**Dataset records**.

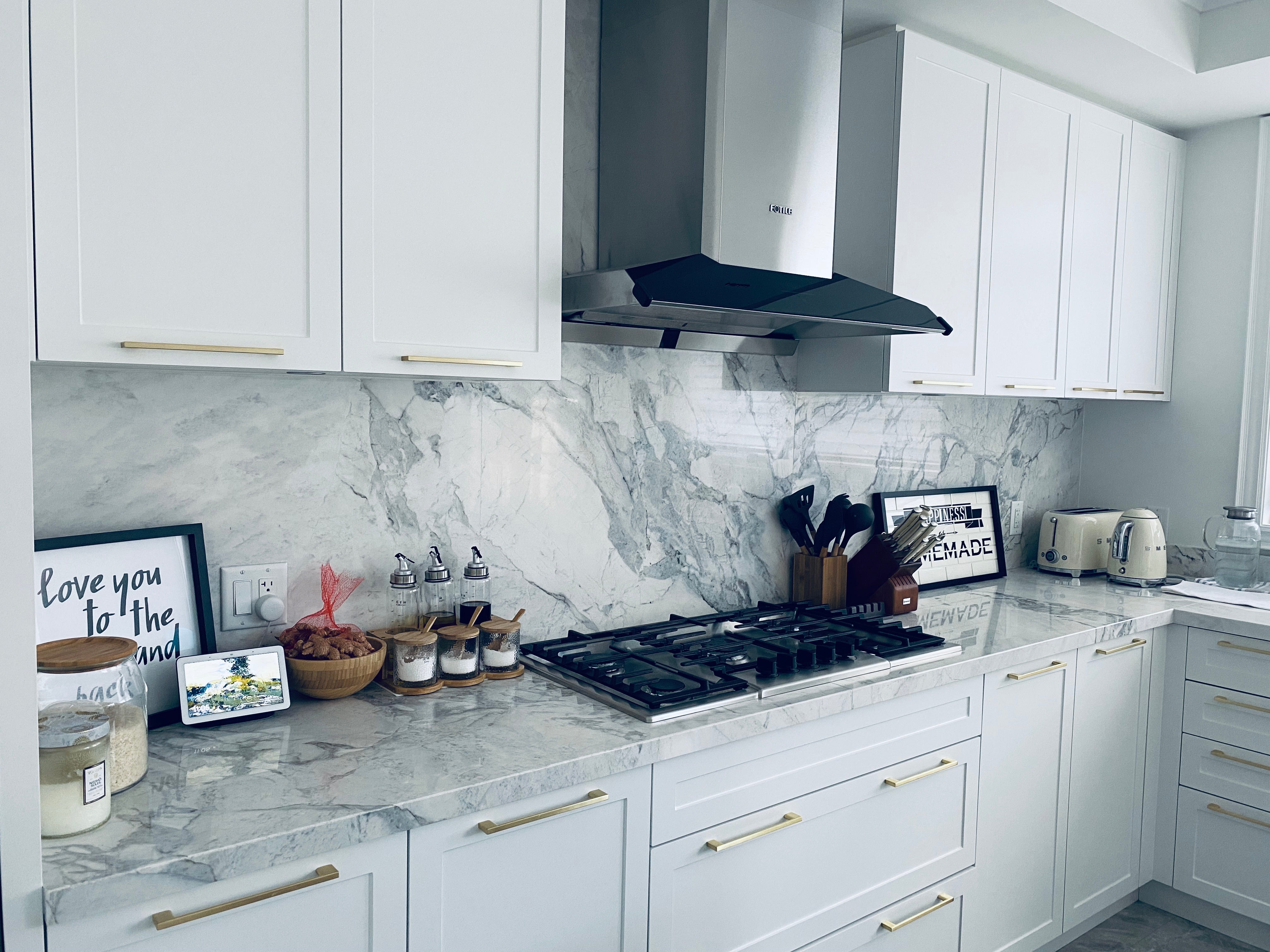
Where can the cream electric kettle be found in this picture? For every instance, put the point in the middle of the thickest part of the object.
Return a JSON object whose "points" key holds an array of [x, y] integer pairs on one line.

---

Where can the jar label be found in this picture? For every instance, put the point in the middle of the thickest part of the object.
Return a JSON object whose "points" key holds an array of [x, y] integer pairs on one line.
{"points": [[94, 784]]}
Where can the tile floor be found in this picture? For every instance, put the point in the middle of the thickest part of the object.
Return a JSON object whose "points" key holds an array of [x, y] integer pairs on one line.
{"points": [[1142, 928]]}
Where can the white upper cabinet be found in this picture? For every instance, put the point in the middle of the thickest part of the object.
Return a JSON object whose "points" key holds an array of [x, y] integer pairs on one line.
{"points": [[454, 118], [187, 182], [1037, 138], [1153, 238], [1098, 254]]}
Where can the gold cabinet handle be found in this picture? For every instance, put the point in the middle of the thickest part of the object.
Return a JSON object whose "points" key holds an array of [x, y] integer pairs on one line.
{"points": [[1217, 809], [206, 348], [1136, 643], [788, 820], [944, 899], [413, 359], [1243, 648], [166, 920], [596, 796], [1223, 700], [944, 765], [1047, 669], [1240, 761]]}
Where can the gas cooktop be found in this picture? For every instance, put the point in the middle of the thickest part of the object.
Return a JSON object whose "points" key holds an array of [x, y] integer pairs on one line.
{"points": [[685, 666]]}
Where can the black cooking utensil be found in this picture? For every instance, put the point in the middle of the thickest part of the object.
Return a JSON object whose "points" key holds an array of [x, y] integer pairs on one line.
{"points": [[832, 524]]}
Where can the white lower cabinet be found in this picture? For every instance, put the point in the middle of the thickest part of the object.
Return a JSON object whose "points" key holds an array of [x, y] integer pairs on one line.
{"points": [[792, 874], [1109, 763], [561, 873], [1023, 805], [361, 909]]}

==

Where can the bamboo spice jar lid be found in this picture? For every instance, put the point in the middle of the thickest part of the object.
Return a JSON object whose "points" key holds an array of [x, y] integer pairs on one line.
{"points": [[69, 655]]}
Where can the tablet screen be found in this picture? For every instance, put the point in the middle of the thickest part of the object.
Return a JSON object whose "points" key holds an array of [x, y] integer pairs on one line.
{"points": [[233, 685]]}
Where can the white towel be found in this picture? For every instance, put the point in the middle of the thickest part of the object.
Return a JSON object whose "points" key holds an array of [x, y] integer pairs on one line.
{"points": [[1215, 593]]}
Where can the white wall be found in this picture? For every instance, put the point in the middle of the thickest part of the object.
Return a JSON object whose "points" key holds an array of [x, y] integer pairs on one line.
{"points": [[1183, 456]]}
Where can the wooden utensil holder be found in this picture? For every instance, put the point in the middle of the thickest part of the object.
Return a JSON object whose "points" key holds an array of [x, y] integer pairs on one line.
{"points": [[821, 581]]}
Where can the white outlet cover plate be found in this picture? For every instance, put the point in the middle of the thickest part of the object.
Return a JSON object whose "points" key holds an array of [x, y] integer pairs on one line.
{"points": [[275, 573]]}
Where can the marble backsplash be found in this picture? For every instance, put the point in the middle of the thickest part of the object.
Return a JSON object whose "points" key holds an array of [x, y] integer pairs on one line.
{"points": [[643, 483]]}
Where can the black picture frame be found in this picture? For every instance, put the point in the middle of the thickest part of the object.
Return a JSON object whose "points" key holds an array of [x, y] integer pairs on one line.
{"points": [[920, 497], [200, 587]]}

**Goal of the exercise**. Filter the listing above, copying out every line that contains the string "utensil".

**Full solution**.
Where can the black cooking utensil be found in this picture? For every instance, put the point in the middle of the thickest part of the object.
Where can the wooden utensil holder be found in this picture? For every instance, put the point in the middle of the thickest part of the object.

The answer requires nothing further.